> _Page extract_
This afternoon an astute mother who is a very reliable historian brought her 7 year-old daughter in to consult with me. I had prescribed yoked prism for her younger son who has special needs, and has double dissociated intermittent hypertropia. I had also seen an older brother for whom I prescribed an add, but no prism. Her daughter has been exhibiting a strong aversion to reading, despite being very bright. My evaluation showed that she had a “can’t miss” convergence insufficiency, with 1^ XP at distance, 10^ XP at near, an NPC of 8″/14″, and awarenesses of intermittent double vision when reading. I reviewed the findings with mother, demonstrating the C.I., the effect of the Rx as her daughter read, and mom told me that it all made perfect sense.
Interestingly, her mother related that she had taken her daughter to be examined by a pediatric ophthalmologist two weeks ago. After doing a stereo test which her daughter passed, Dr. X said: “If she can see the pictures popping out, is shows that she doesn’t need prism”. Hmm …
I save dilation or cycloplegia for last, so before I put the drops in I casually mentioned to mother that Dr. X no doubt put drops in her daughter’s eyes last time but she said: “No, actually he said that since there was nothing wrong, there was no need to put drops in”. Hmm … interesting, again.
Earlier in my career this would have troubled me, but at this stage of the game my heart simply goes out to the children whose visual needs are left unaddressed. Thankfully our patient population is comprised of astute parents.

> _What the task asks_
Copy out the whole account of the seven-year-old's vision consultation word for word.

> _Dataset entries_

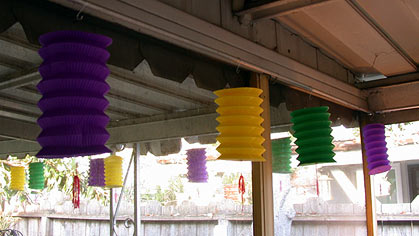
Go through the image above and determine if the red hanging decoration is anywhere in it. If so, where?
[239,174,246,212]
[72,175,80,208]
[316,165,320,197]
[279,180,282,192]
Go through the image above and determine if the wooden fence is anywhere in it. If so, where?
[9,201,252,236]
[9,199,419,236]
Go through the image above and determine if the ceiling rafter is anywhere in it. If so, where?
[51,0,369,111]
[236,0,336,22]
[0,28,212,108]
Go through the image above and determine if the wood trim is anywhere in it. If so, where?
[250,73,274,236]
[367,81,419,113]
[359,113,377,236]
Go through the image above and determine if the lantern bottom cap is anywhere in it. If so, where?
[217,154,266,162]
[368,165,391,175]
[36,145,112,159]
[298,159,336,166]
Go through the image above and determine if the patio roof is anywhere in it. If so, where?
[0,0,419,157]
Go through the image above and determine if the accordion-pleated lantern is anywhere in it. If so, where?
[362,123,391,175]
[291,106,336,166]
[88,158,105,187]
[10,166,25,191]
[186,148,208,183]
[29,162,45,189]
[36,31,112,158]
[104,155,123,188]
[214,87,265,162]
[271,137,292,174]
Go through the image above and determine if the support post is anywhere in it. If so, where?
[358,113,377,236]
[250,73,274,236]
[134,143,141,236]
[113,150,136,227]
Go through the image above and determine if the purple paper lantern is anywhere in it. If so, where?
[88,158,105,187]
[362,124,391,175]
[36,31,112,158]
[186,148,208,183]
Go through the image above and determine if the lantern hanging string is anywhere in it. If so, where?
[72,173,80,208]
[239,174,246,212]
[315,165,320,197]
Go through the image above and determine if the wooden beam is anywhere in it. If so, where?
[367,81,419,113]
[355,72,419,89]
[370,109,419,125]
[250,73,274,236]
[51,0,369,111]
[358,113,377,236]
[236,0,334,22]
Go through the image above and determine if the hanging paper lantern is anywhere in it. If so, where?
[104,155,122,188]
[186,148,208,183]
[291,106,335,166]
[214,88,265,162]
[272,137,292,173]
[36,31,112,158]
[10,166,25,191]
[362,124,391,175]
[88,158,105,187]
[29,162,45,189]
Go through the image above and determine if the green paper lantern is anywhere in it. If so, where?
[291,106,336,166]
[271,137,292,174]
[29,162,45,189]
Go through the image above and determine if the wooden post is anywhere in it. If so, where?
[250,73,274,236]
[134,143,141,236]
[358,113,377,236]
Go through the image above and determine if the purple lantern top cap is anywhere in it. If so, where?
[39,30,112,48]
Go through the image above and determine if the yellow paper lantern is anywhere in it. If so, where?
[104,155,123,188]
[10,166,25,191]
[214,88,265,162]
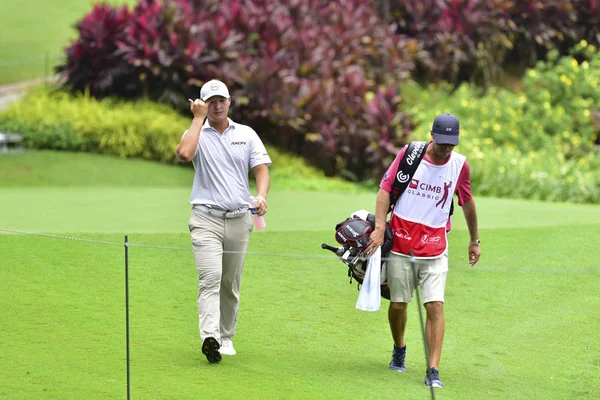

> _Reply_
This afternoon an astute mother who is a very reliable historian brought her 7 year-old daughter in to consult with me. I had prescribed yoked prism for her younger son who has special needs, and has double dissociated intermittent hypertropia. I had also seen an older brother for whom I prescribed an add, but no prism. Her daughter has been exhibiting a strong aversion to reading, despite being very bright. My evaluation showed that she had a “can’t miss” convergence insufficiency, with 1^ XP at distance, 10^ XP at near, an NPC of 8″/14″, and awarenesses of intermittent double vision when reading. I reviewed the findings with mother, demonstrating the C.I., the effect of the Rx as her daughter read, and mom told me that it all made perfect sense.
Interestingly, her mother related that she had taken her daughter to be examined by a pediatric ophthalmologist two weeks ago. After doing a stereo test which her daughter passed, Dr. X said: “If she can see the pictures popping out, is shows that she doesn’t need prism”. Hmm …
I save dilation or cycloplegia for last, so before I put the drops in I casually mentioned to mother that Dr. X no doubt put drops in her daughter’s eyes last time but she said: “No, actually he said that since there was nothing wrong, there was no need to put drops in”. Hmm … interesting, again.
Earlier in my career this would have troubled me, but at this stage of the game my heart simply goes out to the children whose visual needs are left unaddressed. Thankfully our patient population is comprised of astute parents.